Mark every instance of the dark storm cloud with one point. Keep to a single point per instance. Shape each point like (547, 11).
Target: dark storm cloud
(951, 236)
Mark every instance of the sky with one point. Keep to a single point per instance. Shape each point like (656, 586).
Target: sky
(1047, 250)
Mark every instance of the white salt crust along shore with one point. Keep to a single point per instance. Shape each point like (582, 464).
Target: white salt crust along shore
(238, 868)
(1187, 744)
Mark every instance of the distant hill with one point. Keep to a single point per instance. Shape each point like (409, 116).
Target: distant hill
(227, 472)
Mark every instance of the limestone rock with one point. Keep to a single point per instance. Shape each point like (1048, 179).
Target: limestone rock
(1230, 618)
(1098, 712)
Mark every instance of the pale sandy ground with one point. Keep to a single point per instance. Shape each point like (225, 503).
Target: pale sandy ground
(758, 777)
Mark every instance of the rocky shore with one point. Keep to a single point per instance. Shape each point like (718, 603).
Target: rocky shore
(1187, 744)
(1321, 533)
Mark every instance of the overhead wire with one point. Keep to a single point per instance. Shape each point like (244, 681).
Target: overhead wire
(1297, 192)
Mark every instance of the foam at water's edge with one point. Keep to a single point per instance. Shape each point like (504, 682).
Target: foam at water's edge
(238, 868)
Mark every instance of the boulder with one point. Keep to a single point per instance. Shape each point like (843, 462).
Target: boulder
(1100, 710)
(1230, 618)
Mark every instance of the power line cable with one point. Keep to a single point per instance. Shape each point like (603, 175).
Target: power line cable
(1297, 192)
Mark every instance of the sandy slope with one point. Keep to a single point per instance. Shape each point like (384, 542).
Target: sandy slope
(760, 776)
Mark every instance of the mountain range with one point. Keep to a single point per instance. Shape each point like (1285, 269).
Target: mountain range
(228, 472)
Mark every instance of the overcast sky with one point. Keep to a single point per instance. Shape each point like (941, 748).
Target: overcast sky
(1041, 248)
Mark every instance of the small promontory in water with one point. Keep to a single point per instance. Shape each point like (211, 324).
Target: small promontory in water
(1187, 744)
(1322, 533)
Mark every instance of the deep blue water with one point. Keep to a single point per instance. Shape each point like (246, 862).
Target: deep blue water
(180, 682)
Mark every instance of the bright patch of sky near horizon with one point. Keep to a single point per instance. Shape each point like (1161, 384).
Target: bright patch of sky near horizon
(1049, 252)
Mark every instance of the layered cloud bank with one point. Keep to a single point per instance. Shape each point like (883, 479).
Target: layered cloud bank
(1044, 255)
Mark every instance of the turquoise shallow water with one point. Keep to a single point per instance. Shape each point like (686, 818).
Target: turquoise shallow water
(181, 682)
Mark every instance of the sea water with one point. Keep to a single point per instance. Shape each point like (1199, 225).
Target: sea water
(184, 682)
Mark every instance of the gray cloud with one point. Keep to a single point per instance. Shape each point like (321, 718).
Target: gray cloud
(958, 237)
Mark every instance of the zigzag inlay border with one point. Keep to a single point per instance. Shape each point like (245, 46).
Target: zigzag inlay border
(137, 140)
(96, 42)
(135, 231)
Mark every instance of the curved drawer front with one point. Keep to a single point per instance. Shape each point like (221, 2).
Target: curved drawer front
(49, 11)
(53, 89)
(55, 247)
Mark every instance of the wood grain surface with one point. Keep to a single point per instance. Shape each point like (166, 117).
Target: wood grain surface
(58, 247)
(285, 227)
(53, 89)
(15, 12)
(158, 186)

◆ Written instruction ◆
Put every line of the records above into a Markdown table with two columns, Row for the row number and Text for the line, and skip any blank lines.

◆ Answer to this problem ◆
| Row | Text |
|---|---|
| 1 | Mark every instance of the dark storm cloud with one point. Keep to a single point per instance. Shape each point like (547, 11). |
| 2 | Target: dark storm cloud |
| 3 | (951, 236) |
| 4 | Mark every instance of the sky with one point. Keep to a single point per instance. Shape each point like (656, 586). |
| 5 | Target: sky |
| 6 | (1047, 250) |
| 7 | Mark every instance of the white salt crust along shore with one point. Keep to a single point per instance. Shape each point like (582, 464). |
| 8 | Target: white salt crust along shore |
| 9 | (238, 868) |
| 10 | (1187, 744) |
| 11 | Mark every instance of the distant hill with one point. Keep to a single point per instance. Shape each point like (409, 116). |
| 12 | Target: distant hill |
| 13 | (227, 472) |
| 14 | Mark every instance of the limestone rock with one point. Keep to a single point per instance. Shape each point like (1048, 179). |
| 15 | Target: limestone rock |
| 16 | (1230, 618) |
| 17 | (1098, 712) |
| 18 | Mark every instance of the pale sandy ground with one point. Keep to a single point per instance. Shape each point like (225, 503). |
| 19 | Target: pale sandy ground |
| 20 | (758, 777) |
| 21 | Mark every instance of the rocky shore with one point. Keep to a single point per instance. Shape each point like (718, 603). |
| 22 | Target: rocky shore |
| 23 | (1187, 744) |
| 24 | (1321, 533) |
| 25 | Mark every instance of the overhead wire with one point. Keep to a single point per instance. Shape each point like (244, 681). |
| 26 | Target: overhead wire |
| 27 | (1297, 192) |
| 28 | Mark every instance of the foam at water's edge with one point. Keep to a single point per instance. Shape each point like (504, 682). |
| 29 | Target: foam at water's edge |
| 30 | (238, 868) |
| 31 | Mark every instance of the boulder with one point. Keep to a single point per instance. Shape each point like (843, 462). |
| 32 | Target: boulder |
| 33 | (1100, 710) |
| 34 | (1230, 618) |
| 35 | Mark every instance of the power line cable with one point. Keep to a single point per instance. Shape each point like (603, 175). |
| 36 | Target: power line cable |
| 37 | (1297, 192) |
| 38 | Mark every instance of the sandy slope with one point. Keep to a single point per instance. Shape each point like (384, 542). |
| 39 | Target: sandy slope |
| 40 | (760, 776) |
| 41 | Mark every instance of the mountain range with one point. Keep to a single point per instance. Shape each point like (1285, 269). |
| 42 | Target: mountain range |
| 43 | (228, 472) |
| 44 | Mark every instance of the overcast sky with one point. Keep to a single point per instance. Shape each point like (941, 748). |
| 45 | Target: overcast sky |
| 46 | (1041, 248) |
| 47 | Mark every instance of the small promontory in water with one point. Keep to a single point per instance. Shape each point like (211, 324). |
| 48 | Target: small promontory in water |
| 49 | (1187, 744) |
| 50 | (1322, 533) |
| 51 | Mark every instance of the deep blue water with one point. Keep to a single point per instance. Shape each point like (246, 862). |
| 52 | Target: deep blue water |
| 53 | (180, 682) |
| 54 | Mark every instance of the bright patch of sky near horizon with one point. Keep to a single point per instance. Shape each point like (1161, 384). |
| 55 | Target: bright patch of sky near horizon |
| 56 | (1049, 252) |
| 57 | Mark every instance of the layered cloud bank with one point. Keep to a single point per instance. Shape each point like (883, 479). |
| 58 | Target: layered cloud bank |
| 59 | (1044, 255) |
| 60 | Mark every instance of the turquoise shallow water with one point. Keep to a single point per instance. Shape each point like (686, 818). |
| 61 | Target: turquoise shallow water |
| 62 | (181, 682) |
| 63 | Mark every instance of the sea water with one point. Keep to a single point per instance. Shape each point like (1199, 225). |
| 64 | Target: sea water |
| 65 | (184, 682) |
| 66 | Mark every instance of the gray cloud with one point. Keep to a single point per instance. Shape each point like (321, 718). |
| 67 | Target: gray cloud |
| 68 | (958, 237) |
| 69 | Mark every instance of the zigzag inlay border with one point. Keep to a single point per instance. Shape each point like (245, 46). |
| 70 | Target: zigzag inlay border |
| 71 | (137, 140) |
| 72 | (96, 42) |
| 73 | (135, 231) |
| 74 | Mark every instance of the curved drawer front with one point. Keep to a single point per instance. Shape each point like (221, 2). |
| 75 | Target: curved drawer front |
| 76 | (49, 11) |
| 77 | (53, 89) |
| 78 | (55, 247) |
| 79 | Mark every instance of the wood grain surface with one point. Keep to a single point per instance. Shape each point like (166, 117). |
| 80 | Target: wood grain surface |
| 81 | (58, 247) |
| 82 | (285, 227) |
| 83 | (53, 89) |
| 84 | (15, 12) |
| 85 | (158, 186) |